As households’ expectations about future inflation can influence realized inflation, the turn in survey respondents' price expectations in the Indirect Consumer Inflation Expectations measure, the University of Michigan's Survey of Consumers, and the New York Fed's Survey of Consumer Expectations from very high levels is positive, even if predicated heavily on gas prices.

"I view the decline that we've seen there recently as really reflecting the moves in gasoline prices," said Knotek. "And in some sense, I wouldn't be surprised if that helped push down some of those longer term inflation expectations measures too."


Consumer surveys comprise thousands of responses, and policymakers have historically put focus on the median household response, but surveys are also now showing historically elevated disagreement.

The Michigan survey shows the 25th and 75th percentile of longer-term inflation expectations is the widest it’s been since the late 1980s and the New York Fed's consumer survey is realizing a similar phenomenon.

The current and former Fed economists expressed little surprise by the increased dispersion, and pointed to uncertainty around the forecast mean.

"The dispersion can be due to many things and you do notice that it rose much earlier before any tightening had started" from the Fed, said Raphael Schoenle, former deputy director of the Cleveland Fed’s Center for Inflation Research. "This reflects huge uncertainty and how persistent that is."

Michael Weber, an outside adviser to the Cleveland Fed, said mean expectations might be less interpretable now and might be worse as an indicator relative to the signals from the wider array of responses. "Looking at the uncertainty and understanding where it comes from, it's certainly still very useful for the Fed," he said.


The University of Michigan and New York Fed surveys also show more respondents viewing deflation on the horizon, primarily due to an uncertain outlook while a minority of economists pointed to elevated recession risks. (See: MNI INTERVIEW: U.S. Consumers' Price Expectations Soften - UMich)

Uncertainty around inflation, supply chains, the pandemic domestically and internationally all can contribute to the idea that there will be deflation, a New York Fed economist who's studying the issue told MNI. About a quarter of respondents in the NY Fed survey see deflation three years ahead.

Still, the economists said they'd like to see a more persistent fall in inflation expectations and it's "reasonable" to expect the dispersion to decrease as inflation prints begin to fall toward the Fed's 2% goal.

"Just relying on the situation that gas prices have come down somewhat is no indication to me at all that you should actually relax and lean back and can conclude victory," said Weber. "You want to see a broad-based decrease and a sustained decrease in the end."

Schoenle agreed preliminary indications are going in the right direction for policymakers. "But you want to see more of a trend," he added.

#### EXERCISE A:
Reproduce word for word the passage of the consumer inflation expectations article starting with "The University of Michigan and" and going on through "three years ahead.".
#### EXERCISE B:
In the consumer inflation expectations article, what share of respondents in the New York Fed survey see deflation three years ahead?

#### DATA SHOWN:

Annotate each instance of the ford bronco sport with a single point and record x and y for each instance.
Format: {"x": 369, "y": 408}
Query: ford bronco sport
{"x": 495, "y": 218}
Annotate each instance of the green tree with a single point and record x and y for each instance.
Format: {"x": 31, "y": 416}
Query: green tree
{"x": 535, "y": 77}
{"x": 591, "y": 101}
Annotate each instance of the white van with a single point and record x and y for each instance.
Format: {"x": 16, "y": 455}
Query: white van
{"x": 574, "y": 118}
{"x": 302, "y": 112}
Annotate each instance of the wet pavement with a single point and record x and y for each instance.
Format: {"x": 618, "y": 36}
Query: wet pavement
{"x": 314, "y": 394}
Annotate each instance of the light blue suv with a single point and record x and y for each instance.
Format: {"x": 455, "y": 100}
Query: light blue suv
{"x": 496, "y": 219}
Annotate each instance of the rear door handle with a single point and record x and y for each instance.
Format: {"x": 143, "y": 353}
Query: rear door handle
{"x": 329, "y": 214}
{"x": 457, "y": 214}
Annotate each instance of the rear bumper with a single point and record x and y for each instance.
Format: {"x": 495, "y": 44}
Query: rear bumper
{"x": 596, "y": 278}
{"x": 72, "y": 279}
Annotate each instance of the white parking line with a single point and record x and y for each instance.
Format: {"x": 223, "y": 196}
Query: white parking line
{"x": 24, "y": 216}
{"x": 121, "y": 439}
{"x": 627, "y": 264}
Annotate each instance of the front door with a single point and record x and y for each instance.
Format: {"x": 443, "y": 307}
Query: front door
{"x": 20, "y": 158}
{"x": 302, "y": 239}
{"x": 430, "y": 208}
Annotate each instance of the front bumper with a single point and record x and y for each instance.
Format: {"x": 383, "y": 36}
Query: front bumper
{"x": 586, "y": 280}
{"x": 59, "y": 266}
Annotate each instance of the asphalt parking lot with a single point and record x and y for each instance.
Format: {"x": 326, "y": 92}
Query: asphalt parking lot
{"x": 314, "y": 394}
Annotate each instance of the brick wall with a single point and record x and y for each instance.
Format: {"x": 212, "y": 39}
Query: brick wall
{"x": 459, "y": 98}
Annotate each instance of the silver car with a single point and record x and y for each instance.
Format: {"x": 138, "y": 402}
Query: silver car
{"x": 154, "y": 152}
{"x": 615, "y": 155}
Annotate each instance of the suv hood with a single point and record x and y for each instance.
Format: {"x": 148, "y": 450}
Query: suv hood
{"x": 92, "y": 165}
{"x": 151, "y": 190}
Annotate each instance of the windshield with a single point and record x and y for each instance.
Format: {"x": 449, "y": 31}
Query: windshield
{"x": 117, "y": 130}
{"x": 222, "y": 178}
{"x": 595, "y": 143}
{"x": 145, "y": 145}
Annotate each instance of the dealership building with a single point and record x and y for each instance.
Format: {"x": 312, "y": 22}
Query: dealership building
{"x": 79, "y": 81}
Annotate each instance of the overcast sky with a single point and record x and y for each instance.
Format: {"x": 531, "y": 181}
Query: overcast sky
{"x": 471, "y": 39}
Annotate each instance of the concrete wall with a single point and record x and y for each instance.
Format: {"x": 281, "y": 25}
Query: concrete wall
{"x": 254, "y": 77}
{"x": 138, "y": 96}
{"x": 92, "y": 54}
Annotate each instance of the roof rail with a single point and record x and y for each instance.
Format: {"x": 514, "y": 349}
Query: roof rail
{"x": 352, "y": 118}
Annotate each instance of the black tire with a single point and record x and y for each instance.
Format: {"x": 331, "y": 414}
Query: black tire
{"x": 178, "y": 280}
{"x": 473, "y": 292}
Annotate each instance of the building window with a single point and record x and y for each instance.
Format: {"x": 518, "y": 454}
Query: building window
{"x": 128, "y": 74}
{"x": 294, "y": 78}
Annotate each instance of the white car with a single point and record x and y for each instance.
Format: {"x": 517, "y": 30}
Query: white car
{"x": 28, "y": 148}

==

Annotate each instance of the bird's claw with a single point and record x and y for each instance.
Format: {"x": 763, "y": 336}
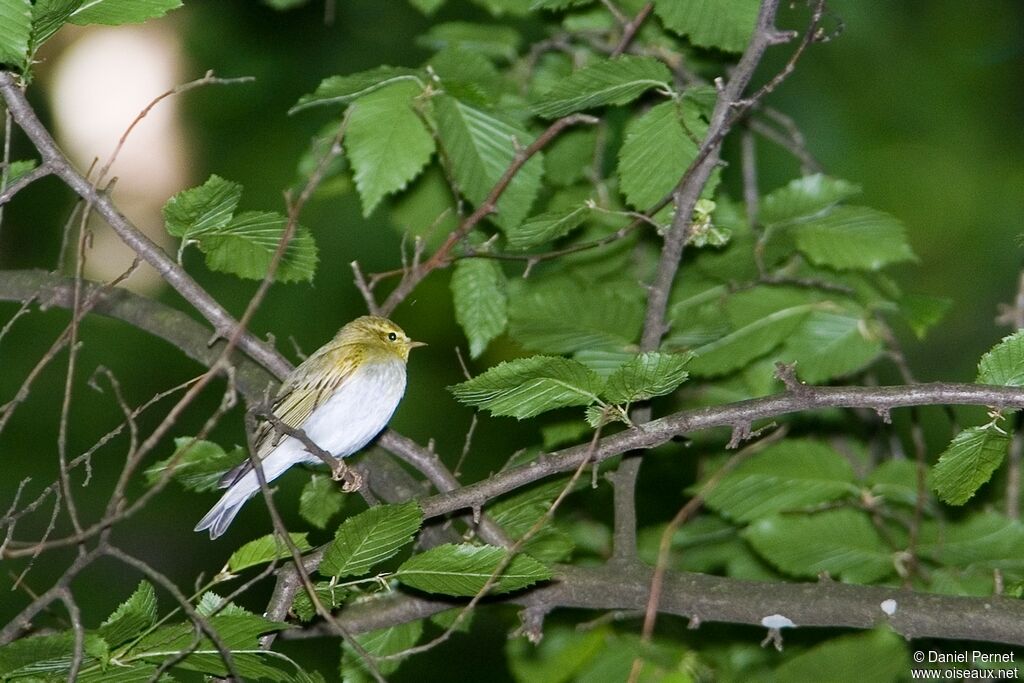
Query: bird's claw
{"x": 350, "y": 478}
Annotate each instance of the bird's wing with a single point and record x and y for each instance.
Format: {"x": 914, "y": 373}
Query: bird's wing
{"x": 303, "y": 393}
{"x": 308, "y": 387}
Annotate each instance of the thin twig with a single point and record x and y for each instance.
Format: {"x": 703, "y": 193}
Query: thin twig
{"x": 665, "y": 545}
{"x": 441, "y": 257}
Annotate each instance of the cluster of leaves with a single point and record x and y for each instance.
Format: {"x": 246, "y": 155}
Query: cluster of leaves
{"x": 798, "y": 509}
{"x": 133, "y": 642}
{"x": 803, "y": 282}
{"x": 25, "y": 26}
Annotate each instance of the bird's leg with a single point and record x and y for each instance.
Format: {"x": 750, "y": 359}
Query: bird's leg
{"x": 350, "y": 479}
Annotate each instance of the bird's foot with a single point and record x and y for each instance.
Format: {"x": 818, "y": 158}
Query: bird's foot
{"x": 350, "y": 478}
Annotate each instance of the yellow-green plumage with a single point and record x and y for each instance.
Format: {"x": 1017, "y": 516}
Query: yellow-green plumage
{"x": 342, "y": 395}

#### ANSWER SPACE A:
The University of Michigan and New York Fed surveys also show more respondents viewing deflation on the horizon, primarily due to an uncertain outlook while a minority of economists pointed to elevated recession risks. (See: MNI INTERVIEW: U.S. Consumers' Price Expectations Soften - UMich)

Uncertainty around inflation, supply chains, the pandemic domestically and internationally all can contribute to the idea that there will be deflation, a New York Fed economist who's studying the issue told MNI. About a quarter of respondents in the NY Fed survey see deflation three years ahead.

#### ANSWER SPACE B:
About a quarter of respondents.